Dataset rows on where objects appear
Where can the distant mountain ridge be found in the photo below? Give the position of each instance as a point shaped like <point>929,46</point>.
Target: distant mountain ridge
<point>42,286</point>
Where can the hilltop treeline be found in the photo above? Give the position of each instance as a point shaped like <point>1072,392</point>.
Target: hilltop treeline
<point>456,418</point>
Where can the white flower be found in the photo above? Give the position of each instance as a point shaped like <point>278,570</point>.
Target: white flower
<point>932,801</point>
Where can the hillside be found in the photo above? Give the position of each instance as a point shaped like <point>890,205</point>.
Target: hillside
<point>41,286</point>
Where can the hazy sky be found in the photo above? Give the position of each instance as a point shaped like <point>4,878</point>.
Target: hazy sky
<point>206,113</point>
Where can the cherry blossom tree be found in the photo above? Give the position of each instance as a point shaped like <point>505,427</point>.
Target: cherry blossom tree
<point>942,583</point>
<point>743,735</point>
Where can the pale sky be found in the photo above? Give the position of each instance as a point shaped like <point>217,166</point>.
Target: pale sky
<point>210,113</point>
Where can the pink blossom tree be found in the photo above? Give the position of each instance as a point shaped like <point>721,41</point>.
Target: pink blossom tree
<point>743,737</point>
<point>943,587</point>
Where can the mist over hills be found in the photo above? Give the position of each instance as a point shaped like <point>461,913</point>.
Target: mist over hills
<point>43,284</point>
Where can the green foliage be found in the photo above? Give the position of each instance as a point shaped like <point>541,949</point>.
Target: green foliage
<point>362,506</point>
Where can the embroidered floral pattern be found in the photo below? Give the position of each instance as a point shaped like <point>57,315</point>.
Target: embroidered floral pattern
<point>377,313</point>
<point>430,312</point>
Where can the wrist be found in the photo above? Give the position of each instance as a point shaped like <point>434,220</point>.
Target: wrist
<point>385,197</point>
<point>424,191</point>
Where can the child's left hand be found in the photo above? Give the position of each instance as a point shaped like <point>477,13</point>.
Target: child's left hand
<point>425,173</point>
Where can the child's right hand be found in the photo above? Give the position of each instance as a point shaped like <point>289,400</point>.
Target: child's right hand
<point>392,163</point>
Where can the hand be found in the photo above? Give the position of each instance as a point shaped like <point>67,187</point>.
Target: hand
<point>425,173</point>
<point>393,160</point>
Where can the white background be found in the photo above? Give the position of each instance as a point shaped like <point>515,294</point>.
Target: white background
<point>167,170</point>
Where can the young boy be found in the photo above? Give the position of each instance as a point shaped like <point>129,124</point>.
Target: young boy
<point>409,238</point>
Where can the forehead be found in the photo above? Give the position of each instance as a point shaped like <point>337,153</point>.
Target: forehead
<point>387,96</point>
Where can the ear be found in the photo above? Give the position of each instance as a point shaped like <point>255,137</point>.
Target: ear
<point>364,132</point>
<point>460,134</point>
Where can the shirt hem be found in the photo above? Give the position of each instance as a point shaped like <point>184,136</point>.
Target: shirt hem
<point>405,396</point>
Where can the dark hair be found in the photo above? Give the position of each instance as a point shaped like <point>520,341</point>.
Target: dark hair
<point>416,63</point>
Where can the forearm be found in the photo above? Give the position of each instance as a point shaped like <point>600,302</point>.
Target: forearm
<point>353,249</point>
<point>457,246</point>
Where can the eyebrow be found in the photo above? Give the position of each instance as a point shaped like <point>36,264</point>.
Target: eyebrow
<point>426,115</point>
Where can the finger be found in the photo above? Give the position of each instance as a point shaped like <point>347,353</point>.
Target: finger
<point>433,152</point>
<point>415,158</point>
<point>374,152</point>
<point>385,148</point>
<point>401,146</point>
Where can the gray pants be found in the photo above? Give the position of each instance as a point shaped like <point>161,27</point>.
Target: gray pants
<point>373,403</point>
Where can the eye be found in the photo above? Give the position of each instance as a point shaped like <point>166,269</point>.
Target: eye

◆ What to produce ◆
Put all of the data above into a numbered list, leaving out any blank lines.

◆ Answer ◆
1. Where can the distant mountain ridge be found in the photo below? Give the position of each instance as a point shaped like <point>929,46</point>.
2. Target: distant mountain ridge
3. <point>42,286</point>
4. Where can the hilltop treeline be found in the photo above? Give the position of each instance as a point shaped like <point>1072,392</point>.
5. Target: hilltop treeline
6. <point>456,418</point>
7. Where can the white flower be found in the photo above? Give the position of each instance as a point shaped like <point>278,570</point>.
8. Target: white flower
9. <point>932,801</point>
10. Where can the hillside be found in the photo above? Give the position of each instance as a point shaped like <point>890,205</point>.
11. Target: hillside
12. <point>41,286</point>
13. Where can the hazy sky be found in the photo above? Give the position of each instance as a point shaped like <point>4,878</point>.
14. Target: hazy sky
15. <point>206,113</point>
16. Where can the cherry blossom tree be found in the photo above? Give the position of each instance as a point shaped like <point>505,427</point>.
17. Target: cherry blossom tree
18. <point>942,583</point>
19. <point>743,735</point>
20. Where can the pale sky be found in the photo above? Give the position of each instance as a point shaped like <point>217,166</point>.
21. Target: pale sky
22. <point>210,113</point>
23. Where can the pink blossom tree be found in the photo above? Give the position of each instance as a point shaped like <point>721,41</point>.
24. Target: pink blossom tree
25. <point>743,737</point>
26. <point>943,587</point>
27. Where can the mist over hills be found in the photo above? Give the position of each instance as a point shaped like <point>461,913</point>.
28. Target: mist over hills
29. <point>43,284</point>
30. Where can the green foliage be found in the photo above? Give the position of each instance as a point shaped like <point>541,949</point>.
31. Target: green foliage
32. <point>362,506</point>
33. Where can the embroidered floral pattern be found in the photo below? Give the position of each instance as a point shaped like <point>57,315</point>.
34. Target: embroidered floral pattern
35. <point>377,313</point>
36. <point>430,312</point>
37. Where can the wrist be found in the photo above? Give the position of each instance as a point shaped like <point>434,220</point>.
38. Target: wrist
39. <point>385,197</point>
40. <point>424,191</point>
41. Where can the child's left hand be found in the photo above? Give the position of each instance as a point shaped like <point>477,13</point>.
42. Target: child's left hand
43. <point>425,173</point>
44. Where can the child's right hand be found in the photo above? Give the position of each instance as a point shaped like <point>289,400</point>.
45. Target: child's right hand
46. <point>392,163</point>
47. Where can the hand be found in the photo above? Give the position of each instance as a point shaped like <point>67,187</point>.
48. Target: hand
49. <point>425,173</point>
50. <point>393,160</point>
51. Where can the white background be found in the photo above? Give the position of each instance as a point shaped like <point>515,294</point>.
52. Target: white background
53. <point>167,170</point>
54. Where can the young boy be found in the photo above? Give the position of each instance as a point shaped like <point>129,124</point>.
55. Target: young boy
56. <point>409,238</point>
57. Where can the forehead be found in the photo above? Give the position of each instance as a point shaped like <point>337,153</point>.
58. Target: forehead
59. <point>387,96</point>
60. Where can the ear be found in the photo above? Give the position of each instance as a point shaped like <point>255,137</point>.
61. Target: ear
62. <point>364,132</point>
63. <point>460,134</point>
64. Where can the shirt hem be found in the photo above? Give the position of each instance as a point shaped like <point>184,136</point>.
65. Target: shirt hem
66. <point>405,396</point>
67. Where can the dark hair be found in the photo above? Give the position of each instance as a point shaped like <point>520,341</point>.
68. Target: dark hair
69. <point>416,63</point>
70. Where can the forearm be found in the photo above? Give the position of each instance as a point shaped like <point>600,302</point>.
71. Target: forearm
72. <point>353,249</point>
73. <point>457,246</point>
74. Where can the eyebrow be found in the photo above? Give the position of each instance as a point shaped like <point>36,264</point>.
75. Target: eyebrow
76. <point>426,115</point>
77. Where can the finger be found in the photo above? Give the position of each instance as a point shaped like <point>347,353</point>.
78. Target: finger
79. <point>433,152</point>
80. <point>415,158</point>
81. <point>374,152</point>
82. <point>385,148</point>
83. <point>401,146</point>
84. Where can the gray pants be found in the photo above? Give the position of each instance as a point shaped like <point>161,27</point>.
85. Target: gray pants
86. <point>373,403</point>
87. Where can the eye be found in the photo above? Give the position of each instance as a point shaped like <point>166,269</point>.
88. Target: eye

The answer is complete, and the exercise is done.